**TEKS HALAMAN:**
────────
Terlepas dari cocok tidaknya sebutan atau ungkapan tersebut, yang jelas bahwa penduduk di pedalaman Pulau Timor menyebut dirinya: Atoin Timor atau Atoin Pah Meto yaitu penduduk pedalaman dengan mata pencaharian utama adalah pengolahan lahan atau tanah kering. Hal ini sudah sangat lazim digunakan dengan maksud untuk membedakan dirinya dengan penduduk dari daerah lain, pegawai kantor atau penduduk di pesisir pantai: Kastaes atau Atoin Taes Nonof. Namun yang terpenting adalah bahwa di dalam ungkapan: Atoin Pah Meto itu tidak hanya disebutkan ciri khas rasialnya tetapi juga kebudayaannya yang bersumber pada pengolahan tanah kering. Dan dari tanah kering itulah berkembanglah aspek-aspek kebudayaannya seperti: politik, hukum, religi/sistem kepercayaan asli, ekonomi, kesenian dan sebagainya.
────────
**CUPLIKAN DATA:**
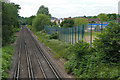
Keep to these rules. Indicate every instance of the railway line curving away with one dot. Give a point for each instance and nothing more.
(30, 60)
────────
**SOAL 1:** Tentukan apakah setiap pernyataan berikut sesuai dengan teks tentang Atoin Pah Meto. Jawab ya atau tidak untuk tiap pernyataan dan kutip kata-kata teks yang menjadi penentunya. (a) Penduduk di pesisir pantai disebut Kastaes atau Atoin Taes Nonof. (b) Mata pencaharian utama penduduk pedalaman Pulau Timor adalah menangkap ikan. (c) Ungkapan Atoin Pah Meto hanya menyebutkan ciri khas rasial penduduknya.
**SOAL 2:** Tuliskan lanjutan teks tentang Atoin Pah Meto, dimulai setelah kalimat terakhirnya.

**JAWABAN TERTULIS 1:**
(a) Ya: "pegawai kantor atau penduduk di pesisir pantai: Kastaes atau Atoin Taes Nonof."
(b) Tidak: "mata pencaharian utama adalah pengolahan lahan atau tanah kering."
(c) Tidak: "tidak hanya disebutkan ciri khas rasialnya tetapi juga kebudayaannya yang bersumber pada pengolahan tanah kering."

**JAWABAN TERTULIS 2:**
Sejak dahulu kala hingga dewasa ini, Atoni dengan tegas dan jelas membedakan dirinya dari Kase yang artinya orang yang tidak berprofesi sebagai Atoin Meto. Bagi Atoni sendiri Kase dibedakan atas: Kaes Muti (Orang kulit putih yang menunjuk pada orang Belanda atau pejabat di kantor). Kaes Muti ini dipertentangkan dengan sebutan Kaes Metan (Orang yang berpakaian dan bertopi hitam atau berkulit hitam namun lebih berbudaya dan beradab dari Atoni sendiri). Sebutan ini diberikan kepada orang keturunan campuran antara Portugis dengan penduduk lokal di daerah koloni mereka: Afrika, India, Malaka, Solor dan Timor (Oekusi dan Noemuti). Dewasa Ini sebutan Kaes Metan tatap diberikan kepada penduduk atau orang Noemuti yang pernah berada di bawah kekuasaan Portugis Hitam (Da Costa dan Dengan Hornay). Sedangkan pandatang dari luar yang kira-kira masih sederajad taraf hidupnya dengan Atoni disebut: Bikeun’in atau Atoin Matbute (Penduduk atau orang asing yang belum dikenal dan sama sekali tidak ada hubungan kekerabatan dengan Atoni).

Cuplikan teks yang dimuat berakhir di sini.